## Aim of the task:
Reproduce every line of the listing below, requests included, multiplying each coordinate in the answers by 1.3 and rounding to whole numbers with halves rounded up, while keeping the numbers in the requests and their format samples as they are. Leave the pictures out of your answer.

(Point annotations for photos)
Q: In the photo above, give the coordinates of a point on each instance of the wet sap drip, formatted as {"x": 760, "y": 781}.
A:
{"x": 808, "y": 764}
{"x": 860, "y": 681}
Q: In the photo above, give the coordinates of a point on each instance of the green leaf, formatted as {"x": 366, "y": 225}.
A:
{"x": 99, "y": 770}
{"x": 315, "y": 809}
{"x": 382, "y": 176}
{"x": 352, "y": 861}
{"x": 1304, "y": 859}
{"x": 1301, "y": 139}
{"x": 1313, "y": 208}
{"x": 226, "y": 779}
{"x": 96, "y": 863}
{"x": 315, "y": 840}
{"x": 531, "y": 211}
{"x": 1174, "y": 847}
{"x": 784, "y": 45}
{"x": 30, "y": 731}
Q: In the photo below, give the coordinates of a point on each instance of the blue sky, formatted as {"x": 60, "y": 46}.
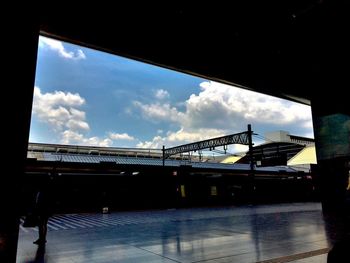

## Reply:
Q: In the photo above, give the coordinates of a point on each instance of the wet sap drip, formatted as {"x": 760, "y": 781}.
A:
{"x": 1050, "y": 993}
{"x": 1118, "y": 885}
Q: In the photo above, give the coordinates of a point on each instance of the green leaf, formatted as {"x": 366, "y": 225}.
A:
{"x": 129, "y": 1001}
{"x": 410, "y": 1052}
{"x": 497, "y": 229}
{"x": 458, "y": 1119}
{"x": 1695, "y": 1117}
{"x": 1691, "y": 181}
{"x": 1707, "y": 270}
{"x": 294, "y": 1013}
{"x": 125, "y": 1122}
{"x": 410, "y": 1092}
{"x": 690, "y": 274}
{"x": 1526, "y": 1101}
{"x": 1019, "y": 59}
{"x": 39, "y": 950}
Q: In the photo below, give the coordinates of a point on each instance of the blue sky, formatted as {"x": 60, "y": 46}.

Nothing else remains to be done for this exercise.